WHAT YOU WILL DO
Count how many lines of the records below contain the string "outline", treating uppercase and lowercase letters as different. Reply with the number alone.

[Entries from a dataset]

+ + + +

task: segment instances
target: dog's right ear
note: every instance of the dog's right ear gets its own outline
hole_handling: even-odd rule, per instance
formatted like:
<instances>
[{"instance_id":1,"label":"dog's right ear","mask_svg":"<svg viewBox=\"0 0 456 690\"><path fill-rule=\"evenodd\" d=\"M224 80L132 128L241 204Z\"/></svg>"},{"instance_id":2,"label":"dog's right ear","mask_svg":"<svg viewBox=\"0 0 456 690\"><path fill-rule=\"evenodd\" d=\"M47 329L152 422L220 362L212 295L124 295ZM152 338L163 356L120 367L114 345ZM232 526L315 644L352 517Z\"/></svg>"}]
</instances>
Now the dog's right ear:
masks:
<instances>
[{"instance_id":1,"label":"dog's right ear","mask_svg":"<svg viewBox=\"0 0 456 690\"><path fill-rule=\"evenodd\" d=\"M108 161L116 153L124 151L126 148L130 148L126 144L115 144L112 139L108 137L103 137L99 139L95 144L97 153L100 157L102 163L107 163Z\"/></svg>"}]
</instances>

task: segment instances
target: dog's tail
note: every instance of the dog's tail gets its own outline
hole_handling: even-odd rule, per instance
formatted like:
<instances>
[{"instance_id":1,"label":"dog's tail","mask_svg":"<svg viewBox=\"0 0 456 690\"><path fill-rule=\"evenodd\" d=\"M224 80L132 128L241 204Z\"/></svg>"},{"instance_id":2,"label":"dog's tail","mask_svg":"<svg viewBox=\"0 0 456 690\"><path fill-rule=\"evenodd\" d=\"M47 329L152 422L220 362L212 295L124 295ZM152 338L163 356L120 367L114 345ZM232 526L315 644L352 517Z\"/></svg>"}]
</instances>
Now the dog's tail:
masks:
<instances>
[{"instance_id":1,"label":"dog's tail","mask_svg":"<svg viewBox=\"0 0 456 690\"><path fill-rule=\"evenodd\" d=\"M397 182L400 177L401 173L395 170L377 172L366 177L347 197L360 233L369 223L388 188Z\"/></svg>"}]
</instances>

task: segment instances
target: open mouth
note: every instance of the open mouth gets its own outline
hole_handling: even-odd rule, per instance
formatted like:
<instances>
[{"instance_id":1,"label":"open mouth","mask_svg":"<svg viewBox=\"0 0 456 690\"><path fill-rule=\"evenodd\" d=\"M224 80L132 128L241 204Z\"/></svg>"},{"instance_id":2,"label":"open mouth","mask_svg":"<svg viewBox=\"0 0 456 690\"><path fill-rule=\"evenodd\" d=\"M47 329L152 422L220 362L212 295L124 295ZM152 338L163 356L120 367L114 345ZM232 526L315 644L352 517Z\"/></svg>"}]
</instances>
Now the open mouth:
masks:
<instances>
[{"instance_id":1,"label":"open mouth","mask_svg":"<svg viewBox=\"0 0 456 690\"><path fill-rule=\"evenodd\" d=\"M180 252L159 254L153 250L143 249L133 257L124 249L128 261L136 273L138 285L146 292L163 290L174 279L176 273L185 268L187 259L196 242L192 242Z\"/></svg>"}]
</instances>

+ + + +

ANSWER
3